Ask HN: Please restrict new accounts from posting
Concerns about new accounts and spam
- Many participants report a sharp rise in low‑effort posts and comments from “green” (new) accounts, often perceived as LLM‑generated “slop” or promotion.
- Some see patterns of dormant or aged low‑karma accounts suddenly activating with similar low‑quality content.
- Others note that HN has historically handled spam well but the scale and style of AI‑assisted activity has made moderation harder.
AI‑generated content and detection
- Strong sentiment that obviously LLM‑generated comments and Show HNs should be bannable; moderators confirm generated comments are generally grounds for bans.
- Disagreement on detectability: some say blatant LLM style is easy to spot; others warn about false positives and note humans now imitate LLM style.
- Debate over whether to allow LLM‑assisted writing (especially for non‑native speakers) versus fully generated “zero‑effort” content.
- Several argue constant “this is AI” comments are themselves low‑value noise unless there’s clear evidence or actionable labeling.
Show HN quality and “AI slop”
- Many feel Show HN quality has dropped: more vibe‑coded repos, Potemkin projects, and LLM‑generated READMEs and landing pages.
- Others argue apparent quality is higher but effort per project has fallen due to AI, raising expectations about what counts as “impressive.”

**Required work:**
[1] In the discussion summary, what do moderators confirm about generated comments?
[2] Reproduce the discussion summary word for word, from "Ask HN: Please" down to "imitate LLM style.".

**Stored data entries:**

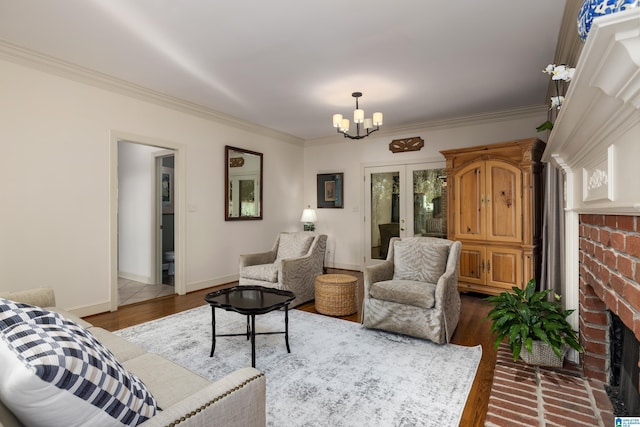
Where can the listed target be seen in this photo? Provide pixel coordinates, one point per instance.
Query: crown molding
(462, 121)
(27, 57)
(569, 45)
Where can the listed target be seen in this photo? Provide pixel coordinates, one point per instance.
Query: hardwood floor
(472, 330)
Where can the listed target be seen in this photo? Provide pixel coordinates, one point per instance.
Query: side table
(336, 294)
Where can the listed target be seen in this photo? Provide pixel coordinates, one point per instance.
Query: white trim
(450, 123)
(179, 151)
(17, 54)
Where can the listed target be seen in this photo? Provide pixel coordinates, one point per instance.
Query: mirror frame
(227, 151)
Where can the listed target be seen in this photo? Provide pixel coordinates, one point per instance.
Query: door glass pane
(429, 203)
(385, 211)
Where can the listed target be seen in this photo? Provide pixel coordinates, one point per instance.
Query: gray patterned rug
(337, 374)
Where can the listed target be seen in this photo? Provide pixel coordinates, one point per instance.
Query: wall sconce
(309, 218)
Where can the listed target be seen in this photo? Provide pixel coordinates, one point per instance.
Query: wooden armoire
(494, 198)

**Task-by-task solutions:**
[1] Generated comments are generally grounds for bans.

[2]
Ask HN: Please restrict new accounts from posting
Concerns about new accounts and spam
- Many participants report a sharp rise in low‑effort posts and comments from “green” (new) accounts, often perceived as LLM‑generated “slop” or promotion.
- Some see patterns of dormant or aged low‑karma accounts suddenly activating with similar low‑quality content.
- Others note that HN has historically handled spam well but the scale and style of AI‑assisted activity has made moderation harder.
AI‑generated content and detection
- Strong sentiment that obviously LLM‑generated comments and Show HNs should be bannable; moderators confirm generated comments are generally grounds for bans.
- Disagreement on detectability: some say blatant LLM style is easy to spot; others warn about false positives and note humans now imitate LLM style.